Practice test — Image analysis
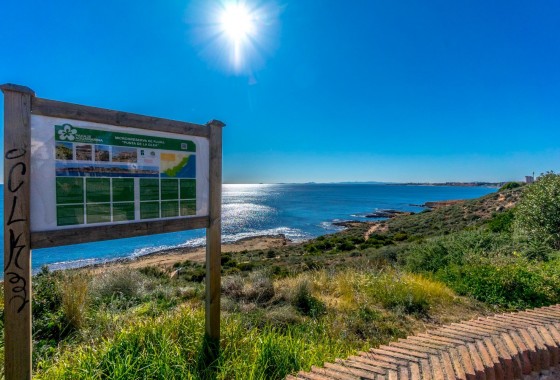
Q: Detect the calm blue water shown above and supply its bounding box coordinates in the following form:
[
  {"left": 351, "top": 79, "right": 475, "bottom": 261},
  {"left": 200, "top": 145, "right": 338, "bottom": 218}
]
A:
[{"left": 0, "top": 184, "right": 496, "bottom": 270}]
++++++++
Consigne: Extrayez à l'identique toutes les lignes des enregistrements ci-dessus, en laissant les images de côté.

Tâche réalisée:
Practice test — Image analysis
Q: Detect the calm blue water shown above and supply its bounding box coordinates in the following form:
[
  {"left": 351, "top": 79, "right": 475, "bottom": 261},
  {"left": 200, "top": 145, "right": 338, "bottom": 218}
]
A:
[{"left": 0, "top": 184, "right": 496, "bottom": 270}]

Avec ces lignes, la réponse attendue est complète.